### [Texte fourni]

Ce sont là les prémisses de la période où, après la Seconde Guerre mondiale, les États-Unis deviendront le centre du marché de l’art africain.

 

           Dans la lignée de l’étude de Serge Guilbaut, Comment New York vola l’idée d’art moderne (Nîmes, Jacqueline Chambon, 1983), l’ouvrage aborde ensuite les modalités selon lesquelles « New York vola aussi l’idée d’art africain ».  L’exposition « Family of Man », au MoMA en 1955 révèle, constate l’auteur, les formes nouvelles que prennent alors « identités nationales et relations internationales » (p. 193). Dans cette exposition, « la propagande est mise au service de la diffusion d’un modèle de société, la répartition des groupes humains en étant l’élément de structuration central » (p. 198). Ici encore, Maureen Murphy met en relation la pratique de l’exposition avec l’histoire, les choix muséographiques et les idéologies : « En France, l’ambition universaliste vise à englober les différences en un tout hiérarchisé, tandis qu’aux États-Unis les diversités sont abordées dans une optique culturaliste égalitaire » (p. 199). Les États-Unis affirment leur volonté de diffuser leur propre modèle en s’appropriant l’esthétique moderniste et l’art « primitif », ce dont témoigne la création du Museum of Primitive Art à New York en 1957, dont le premier directeur est l’historien de l’art Robert Goldwater. Maureen Murphy souligne l’embarras des fondateurs du musée quant à son titre et elle rappelle leurs hésitations entre les termes « primitif » et « indigène » ainsi que leur difficulté à trouver un équilibre entre « parti pris en faveur du Beau » et « informations relatives au contexte d’origine des œuvres, à leur signification ainsi qu’à leurs usages ». Elle met ces débats en résonance avec ceux qui ont accompagné la création du musée du quai Branly (p. 212).

           L’exposition « Masterpieces of African Art » au Brooklyn Museum, en 1955, adoptait une esthétique moderniste et la collection d’Helena Rubinstein était représentative de cette « assimilation du ‘moderne’ au ‘primitif’ » (p. 226). L’histoire des présentations successives de la figure commémorative d’une reine bangwa (Cameroun) donne à l’auteur l’occasion d’étudier des modalités successives de mise en espace des œuvres, révélant les transformations des systèmes de représentation.

           Le Festival mondial des arts nègres de Dakar en 1966 est abordé selon une perspective systémique : les réseaux d’acquisition des objets en Afrique, les fluctuations du marché et les évolutions législatives dans le contexte de la décolonisation, les ambiguïtés « néocolonialistes » des positions de Léopold Sédar Senghor, la formation des artistes au Sénégal. Les débats autour de l’exposition « Tendances et confrontations » y témoignèrent de l’antinomie entre les deux « courants » des professeurs d’enseignement artistique Iba N’diaye et Pierre Lods, l’un accusé d’être pro-occidental, l’autre enfermé dans une « africanité dictée » (p. 275).

### [Tâches à réaliser]
**1.** Quelles expositions le texte sur l'art africain désigne-t-il par un titre entre guillemets ? Citez-les toutes.
**2.** Répondez à ces questions sur le texte sur l'art africain :
(a) En quelle année le Museum of Primitive Art a-t-il été créé à New York ?
(b) Dans quel musée s'est tenue l'exposition « Masterpieces of African Art » ?
(c) De quel pays provient la figure commémorative d'une reine bangwa ?
**3.** Poursuivez le texte sur l'art africain à partir de sa dernière phrase.
Les données ci-après proviennent d'une autre source.

### [Données enregistrées]
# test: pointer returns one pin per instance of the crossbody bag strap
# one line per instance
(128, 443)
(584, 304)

### [Réponses aux tâches]
**1.**
- « Family of Man »
- « Masterpieces of African Art »
- « Tendances et confrontations »

**2.**
(a) En 1957.
(b) Au Brooklyn Museum.
(c) Du Cameroun.

**3.**
           La dernière partie du texte, qui a pour titre « De la rédemption à la sacralisation des arts d’Afrique », relate l’ouverture de l’aile Michael C. Rockefeller au Metropolitan, en 1982 (près de vingt ans avant l’entrée au Louvre des arts d’Afrique et d’Océanie en 2000) puis se poursuit avec l’analyse de l’exposition organisée au MoMA en 1984 par William Rubin, « ‘Primitivism’ in 20th Century Art. Affinity of the Tribal and the Modern », laquelle marque « l’apogée du formalisme moderniste » et suscite un vaste débat. C’est cependant, selon Maureen Murphy, le Center for African Art qu’ouvre dans le même temps Susan Vogel qui participe d’un véritable mouvement critique.

           Tout en reconnaissant à l’exposition « Magiciens de la terre » au Centre Pompidou et à la grande halle de la Villette, en 1989, sous le commissariat de Jean-Hubert Martin, le mérite de soulever « une question qui n’avait pas véritablement été posée auparavant, celle de la création contemporaine dans les pays d’A’O » (p. 288), l’auteur juge que « la sélectivité des œuvres réactive le paradigme primitiviste en le transposant au présent » et que « Les Magiciens » témoignent d’une « forme d’exotisme nostalgique » (p. 288). Elle accuse de même l’exposition internationale « Africa Remix » qui fut présentée au centre Georges Pompidou en 2005, sous le commissariat de Simon Njami, de faire fi « des débats internationaux des quinze années passées », et formule le même reproche à l’encontre de la présentation des arts d’Afrique et d’Océanie au musée du Louvre comme au musée du quai Branly, au sujet duquel elle revient sur les arguments qui ont opposé les détracteurs et les défenseurs du projet.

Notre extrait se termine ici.